• [Passage]:
[BEGIN]

MIXED NEWS FOR INTERNATIONAL MARKETS

MIXED NEWS FOR INTERNATIONAL MARKETS

In China, further tightening of the macroeconomic controls is expected, after the news on real economic growth at 11.5% during Q3 and on inflation rate at over 6% both in August and September. The rapid rise of oil prices in October/early December puts a further strain on the inflation numbers. Various ways to decrease liquidity are the key. Excessive growth is bringing up the asset values in the Stock Exchange to an unhealthy level, too. Recent boost of the stock values of PetroChina brought the company value virtually to par with Exxon, currently the highest value company in the world.

In the paper industry, September statistics brought, with some exceptions, mainly bad news both in Europe and in the US, as far as the volumes are concerned. Price data was more encouraging. Further supply reductions, on both sides of the Atlantic, firmed the paper markets in October. More closures have been announced for early 2008.

In the US, demand for both uncoated and coated free sheet has fallen. The prices have not. This is partly due to the USD-weakness but mainly to the supply/demand balance being maintained by some improvement in the demand for coated and uncoated mechanicals and with capacity closures by e.g. Wausau in uncoated free sheet and UPM in LWC. Improvement of the coated paper prices also helps Europe as exports to the US become a more viable option.

In Europe, order inflow for coated grades appears to have improved in October. In uncoated woodfrees the order books and lead times appear to have shortened. Also, inventories at paper mills are reported to be higher.

In packaging grades, markets remain satisfactory both in the US as well as in Europe. But these are also the grades in which capacity has been growing very rapidly in Asia and where new capacity will be added in the medium-term future also in Western and Eastern Europe.

[END]

• [Problem 1]:
List every line of the records that contains the word "wooden".

• [Exercise input]:
[BEGIN]

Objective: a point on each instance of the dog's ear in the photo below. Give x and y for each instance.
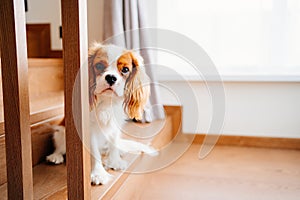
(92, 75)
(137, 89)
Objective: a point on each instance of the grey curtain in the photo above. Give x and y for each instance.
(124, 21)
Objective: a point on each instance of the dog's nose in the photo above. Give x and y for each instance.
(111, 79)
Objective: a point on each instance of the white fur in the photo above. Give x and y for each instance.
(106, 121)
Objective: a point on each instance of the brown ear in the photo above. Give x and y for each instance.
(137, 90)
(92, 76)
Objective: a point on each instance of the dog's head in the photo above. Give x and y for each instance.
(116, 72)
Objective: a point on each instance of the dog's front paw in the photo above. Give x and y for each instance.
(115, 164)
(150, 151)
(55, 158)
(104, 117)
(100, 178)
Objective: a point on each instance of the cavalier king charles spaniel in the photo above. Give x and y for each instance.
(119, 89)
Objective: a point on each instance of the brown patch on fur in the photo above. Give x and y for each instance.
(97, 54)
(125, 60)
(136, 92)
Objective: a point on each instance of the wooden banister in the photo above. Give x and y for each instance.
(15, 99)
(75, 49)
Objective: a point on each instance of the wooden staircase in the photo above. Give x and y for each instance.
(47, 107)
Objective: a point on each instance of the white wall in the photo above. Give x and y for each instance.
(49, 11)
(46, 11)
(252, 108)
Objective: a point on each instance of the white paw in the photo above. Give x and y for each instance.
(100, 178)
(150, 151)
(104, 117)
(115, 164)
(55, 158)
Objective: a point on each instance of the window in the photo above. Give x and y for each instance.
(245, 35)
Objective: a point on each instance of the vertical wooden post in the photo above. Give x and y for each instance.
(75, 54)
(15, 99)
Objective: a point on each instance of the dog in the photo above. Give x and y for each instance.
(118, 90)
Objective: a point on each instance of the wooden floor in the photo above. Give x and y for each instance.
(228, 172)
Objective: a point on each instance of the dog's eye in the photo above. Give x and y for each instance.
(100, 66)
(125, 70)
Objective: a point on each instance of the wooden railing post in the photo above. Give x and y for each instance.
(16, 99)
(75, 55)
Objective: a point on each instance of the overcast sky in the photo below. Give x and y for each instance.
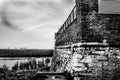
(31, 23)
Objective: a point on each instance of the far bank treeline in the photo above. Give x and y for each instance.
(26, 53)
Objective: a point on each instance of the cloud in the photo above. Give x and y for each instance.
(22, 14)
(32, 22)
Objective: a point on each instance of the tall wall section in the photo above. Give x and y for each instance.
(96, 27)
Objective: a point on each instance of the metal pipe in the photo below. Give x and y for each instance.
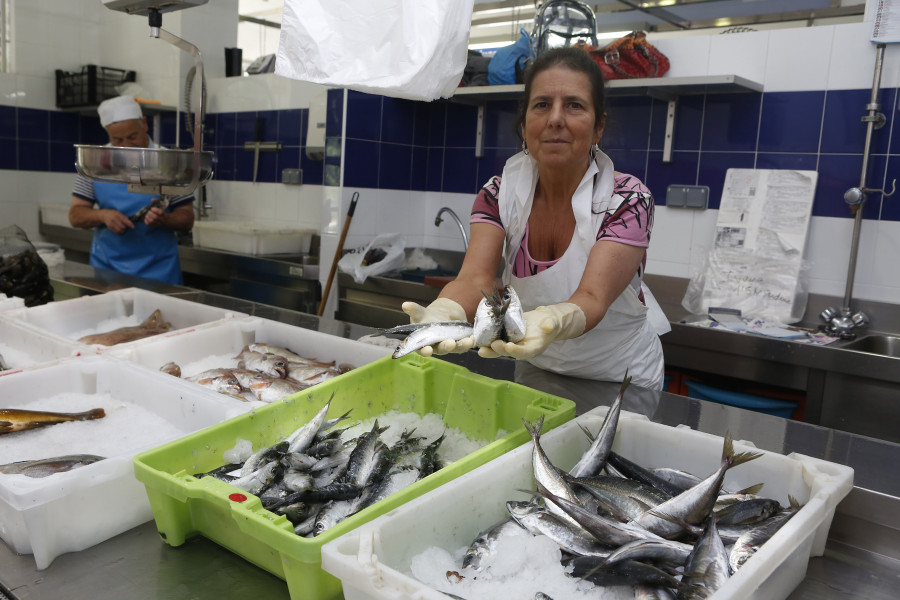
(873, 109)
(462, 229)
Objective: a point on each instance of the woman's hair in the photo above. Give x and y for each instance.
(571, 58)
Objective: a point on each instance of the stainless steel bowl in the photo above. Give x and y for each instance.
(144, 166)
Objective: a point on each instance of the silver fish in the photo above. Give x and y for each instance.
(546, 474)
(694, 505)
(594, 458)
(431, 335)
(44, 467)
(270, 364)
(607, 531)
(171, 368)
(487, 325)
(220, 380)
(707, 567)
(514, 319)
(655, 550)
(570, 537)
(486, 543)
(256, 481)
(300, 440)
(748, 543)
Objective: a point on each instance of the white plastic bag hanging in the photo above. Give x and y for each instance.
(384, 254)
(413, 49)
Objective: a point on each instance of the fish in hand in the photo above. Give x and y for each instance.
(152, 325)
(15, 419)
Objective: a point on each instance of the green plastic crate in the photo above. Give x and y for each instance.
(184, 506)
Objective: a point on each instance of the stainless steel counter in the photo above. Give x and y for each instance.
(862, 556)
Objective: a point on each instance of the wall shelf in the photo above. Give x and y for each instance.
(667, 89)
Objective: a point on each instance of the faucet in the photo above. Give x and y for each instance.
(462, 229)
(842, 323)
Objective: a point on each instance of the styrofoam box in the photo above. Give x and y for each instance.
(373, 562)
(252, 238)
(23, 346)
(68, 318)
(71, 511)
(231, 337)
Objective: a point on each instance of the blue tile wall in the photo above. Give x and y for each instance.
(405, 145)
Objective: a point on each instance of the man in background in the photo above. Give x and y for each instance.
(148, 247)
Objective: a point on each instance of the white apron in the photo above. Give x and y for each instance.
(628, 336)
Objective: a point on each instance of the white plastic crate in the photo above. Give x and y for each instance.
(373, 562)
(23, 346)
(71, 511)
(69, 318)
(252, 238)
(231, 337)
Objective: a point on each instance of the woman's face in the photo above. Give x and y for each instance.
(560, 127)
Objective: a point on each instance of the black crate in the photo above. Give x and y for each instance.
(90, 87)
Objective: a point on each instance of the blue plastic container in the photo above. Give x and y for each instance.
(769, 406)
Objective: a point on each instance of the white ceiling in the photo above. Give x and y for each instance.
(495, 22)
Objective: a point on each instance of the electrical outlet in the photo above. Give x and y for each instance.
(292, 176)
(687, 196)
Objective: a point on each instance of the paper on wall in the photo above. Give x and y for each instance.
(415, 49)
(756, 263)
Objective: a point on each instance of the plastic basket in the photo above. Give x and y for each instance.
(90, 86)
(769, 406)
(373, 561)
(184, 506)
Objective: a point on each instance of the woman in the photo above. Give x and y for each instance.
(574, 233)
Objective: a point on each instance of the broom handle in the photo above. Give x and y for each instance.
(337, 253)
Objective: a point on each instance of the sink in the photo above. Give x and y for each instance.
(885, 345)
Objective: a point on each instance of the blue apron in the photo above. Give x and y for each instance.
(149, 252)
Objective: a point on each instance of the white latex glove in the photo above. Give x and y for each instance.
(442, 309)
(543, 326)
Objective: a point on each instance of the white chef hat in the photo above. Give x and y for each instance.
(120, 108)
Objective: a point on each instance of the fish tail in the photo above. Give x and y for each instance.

[END]

• [Problem 2]:
Answer these questions using the market news passage above.
(a) What real economic growth rate did China post during Q3?
(b) Which company closed capacity in LWC in the US?
(c) In Europe, for which grades did order inflow appear to improve in October?

• [Task solution 1]:
Objective: a point on each instance of the wooden banister in the photo above. Give x and y for each instance.
Objective: a point on each instance of the wooden staircase in the photo above. Give x and y for each instance.
Objective: a point on each instance of the vertical wooden post in the photo above. Give x and y for each instance.
Objective: a point on each instance of the wooden floor in the photo above. Give x and y for each instance.
Objective: a point on each instance of the wooden railing post in the photo above. Give x and y for each instance.

• [Task solution 2]:
(a) 11.5%
(b) UPM
(c) Coated grades